REQUIRED ACTION
Carry on the piece below about teacher-powered education quality improvement, starting right after its last sentence.
------ TEXT SHOWN
Three principles for teacher-powered education quality improvement

Three principles for teacher-powered education quality improvement

Amy Bernath


Photo of three female educators sitting at a conference table working on a project during a training.

Reversing the growing global inequalities in educational outcomes requires governments, donors, and education leaders to take urgent systems level action to improve classroom instruction and support teachers on a broad scale. In this piece we share three principles to meet this goal. 

At the 2023 Comparative and International Education Society (CIES) annual conference, IREX education experts will share learning from our experience partnering with governments to design effective teacher policies and support. Drawing from this work, we believe that career pathways for teachers, an integrated emphasis on emotional well-being, and teacher-led research to inform policy are key principles to reverse pandemic-era learning losses and begin making progress towards achieving quality education for all. In case you cannot join us at these sessions, here are three lessons emerging from our work. 

Create career pathways and professional opportunities for teachers

Career pathways and professional opportunities for teachers can promote retention of effective teachers and increase youth interest in teaching as a career. After the Government of Jordan introduced a new teacher policy framework and embarked on targeted marketing campaigns, a nationally representative survey showed an increase in perceptions of teaching as a medium or high-status career. To build on these improvements, the Government of Jordan plans to continue expanding pre-service teacher education while also offering continuous professional development that encourages creativity and excellence in the teaching profession.
------------
------ GIVEN MATERIAL
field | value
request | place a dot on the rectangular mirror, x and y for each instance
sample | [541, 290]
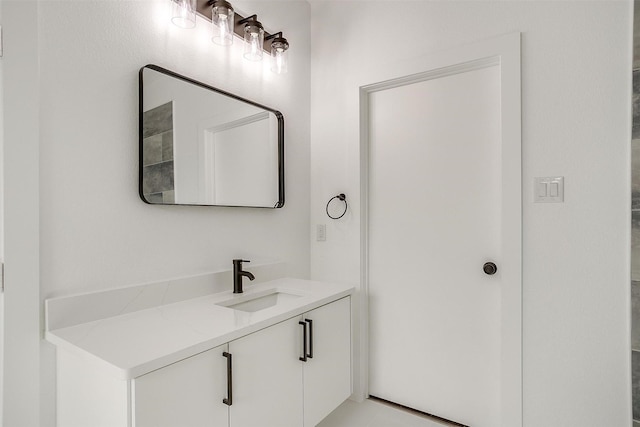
------------
EXERCISE OUTPUT
Prioritize the emotional well-being of both students and teachers

Teachers often play a first responder role when students face mental health challenges. This is especially true in conflict and post-conflict environments where counseling and support services are limited. In Iraq, IREX found that training to promote the emotional well-being of teachers and students can help to create a classroom environment where students are ready to engage in learning. Following training, at least 73% of trained educators consistently used new strategies in their classrooms and an external evaluation found evidence of improvement in academic performance, classroom engagement, and social cohesion as a result of the new practices.   

Draw from teacher-led research and experience to inform education policy  

Meaningful reform to improve education quality requires input from the fields of research, policy, and practice. Too often, teachers are left out of research and policy-related conversations. Alumni of the Fulbright Teacher Exchanges are demonstrating how teacher-led learning and research can help to build effective approaches from the classroom up. One example comes from Uganda, where teacher Elizabeth Rwabu recognized an access gap for students with visual impairments as learning went online during the pandemic. In response, she launched a project to train teachers to create accessible learning material with technology. Learning from similar teacher-led efforts is key to designing curriculum and policies that are feasible to implement in the classroom.  

In addition to these insights focused on teachers and teacher policy, we will also share learning from media literacy programs, youth-led implementation research, virtual exchange, research on technology-enabled learning, and higher education reform.